— Required work —
Please render everything in the material below from the line containing "Find every instance of the hilltop" down to the line containing "<point>185,64</point>", both included, as a numbered list with blank lines left out.

______________________________

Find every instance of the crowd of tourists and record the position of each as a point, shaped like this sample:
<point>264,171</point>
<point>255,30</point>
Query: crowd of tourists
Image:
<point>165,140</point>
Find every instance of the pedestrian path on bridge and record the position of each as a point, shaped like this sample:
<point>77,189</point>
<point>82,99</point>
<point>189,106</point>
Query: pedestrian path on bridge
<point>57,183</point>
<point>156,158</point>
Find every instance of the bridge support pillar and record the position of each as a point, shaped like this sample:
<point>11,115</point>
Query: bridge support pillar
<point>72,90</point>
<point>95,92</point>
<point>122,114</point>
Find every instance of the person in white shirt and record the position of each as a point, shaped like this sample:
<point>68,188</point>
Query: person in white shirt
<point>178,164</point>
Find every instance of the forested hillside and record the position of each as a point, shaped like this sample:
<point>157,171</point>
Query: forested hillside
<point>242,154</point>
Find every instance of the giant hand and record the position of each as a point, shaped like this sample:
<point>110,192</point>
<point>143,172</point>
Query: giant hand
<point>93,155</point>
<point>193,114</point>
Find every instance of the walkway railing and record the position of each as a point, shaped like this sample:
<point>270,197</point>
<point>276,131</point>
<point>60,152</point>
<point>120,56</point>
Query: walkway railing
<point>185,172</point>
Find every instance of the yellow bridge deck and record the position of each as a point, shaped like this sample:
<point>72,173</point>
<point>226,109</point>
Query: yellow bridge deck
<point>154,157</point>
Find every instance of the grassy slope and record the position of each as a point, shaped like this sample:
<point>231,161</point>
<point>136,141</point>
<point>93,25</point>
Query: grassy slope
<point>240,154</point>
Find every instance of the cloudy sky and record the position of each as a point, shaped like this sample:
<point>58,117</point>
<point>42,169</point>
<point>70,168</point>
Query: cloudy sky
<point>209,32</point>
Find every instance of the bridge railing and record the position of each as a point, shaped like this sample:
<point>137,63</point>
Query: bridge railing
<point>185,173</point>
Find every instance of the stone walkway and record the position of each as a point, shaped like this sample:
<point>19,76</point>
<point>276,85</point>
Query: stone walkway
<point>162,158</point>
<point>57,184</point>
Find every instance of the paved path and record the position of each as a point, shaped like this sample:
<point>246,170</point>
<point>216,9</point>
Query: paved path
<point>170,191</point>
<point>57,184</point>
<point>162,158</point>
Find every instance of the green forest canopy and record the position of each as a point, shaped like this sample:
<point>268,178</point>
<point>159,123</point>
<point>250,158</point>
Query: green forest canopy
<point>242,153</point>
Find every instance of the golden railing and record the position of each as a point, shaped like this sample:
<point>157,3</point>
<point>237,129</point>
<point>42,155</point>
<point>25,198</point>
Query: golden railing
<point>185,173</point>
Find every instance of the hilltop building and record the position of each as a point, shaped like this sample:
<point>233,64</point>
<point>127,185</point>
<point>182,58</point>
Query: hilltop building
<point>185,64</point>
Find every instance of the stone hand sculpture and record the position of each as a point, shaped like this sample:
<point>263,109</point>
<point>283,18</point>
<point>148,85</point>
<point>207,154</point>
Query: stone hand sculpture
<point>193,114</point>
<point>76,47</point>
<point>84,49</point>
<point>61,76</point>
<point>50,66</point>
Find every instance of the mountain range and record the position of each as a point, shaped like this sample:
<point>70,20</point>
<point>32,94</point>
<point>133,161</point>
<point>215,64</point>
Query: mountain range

______________________________

— Complete answer —
1. Find every instance of the hilltop building and record the position of each as a point, shaped like this sample:
2. <point>233,64</point>
3. <point>127,185</point>
4. <point>182,58</point>
5. Query: hilltop building
6. <point>185,64</point>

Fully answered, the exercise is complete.